● **Task brief**:
Where the string "logo" appears in a line of the material below, copy that line.

● **Data provided**:
>>

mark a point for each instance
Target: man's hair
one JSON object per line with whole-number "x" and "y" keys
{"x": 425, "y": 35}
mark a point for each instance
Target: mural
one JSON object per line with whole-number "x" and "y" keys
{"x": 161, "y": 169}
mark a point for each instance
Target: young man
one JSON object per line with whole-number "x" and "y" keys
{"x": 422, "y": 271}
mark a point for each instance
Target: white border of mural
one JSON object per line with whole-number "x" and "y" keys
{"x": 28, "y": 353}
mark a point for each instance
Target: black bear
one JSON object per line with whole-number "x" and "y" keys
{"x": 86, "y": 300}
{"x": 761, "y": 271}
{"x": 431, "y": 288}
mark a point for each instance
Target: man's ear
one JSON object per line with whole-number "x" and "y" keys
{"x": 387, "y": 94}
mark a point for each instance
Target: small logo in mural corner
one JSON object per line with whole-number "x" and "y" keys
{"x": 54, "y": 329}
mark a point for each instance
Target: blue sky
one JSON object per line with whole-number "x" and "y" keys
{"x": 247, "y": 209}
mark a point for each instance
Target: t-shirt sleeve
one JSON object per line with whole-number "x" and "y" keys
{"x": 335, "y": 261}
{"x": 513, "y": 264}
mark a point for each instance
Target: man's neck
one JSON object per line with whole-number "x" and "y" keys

<<
>>

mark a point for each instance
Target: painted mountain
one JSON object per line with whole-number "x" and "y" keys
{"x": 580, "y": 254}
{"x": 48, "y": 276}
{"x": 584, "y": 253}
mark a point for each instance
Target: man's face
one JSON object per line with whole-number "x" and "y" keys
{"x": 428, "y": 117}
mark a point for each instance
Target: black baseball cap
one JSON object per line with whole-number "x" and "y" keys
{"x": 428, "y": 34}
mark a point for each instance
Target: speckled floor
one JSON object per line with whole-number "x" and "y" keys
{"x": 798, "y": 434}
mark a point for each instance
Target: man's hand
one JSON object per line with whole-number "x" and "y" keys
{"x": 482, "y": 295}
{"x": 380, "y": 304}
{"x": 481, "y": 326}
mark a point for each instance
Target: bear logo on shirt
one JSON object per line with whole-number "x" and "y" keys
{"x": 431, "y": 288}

<<

● **Solved exercise**:
Target: small logo in mural corner
Target: bear logo on shirt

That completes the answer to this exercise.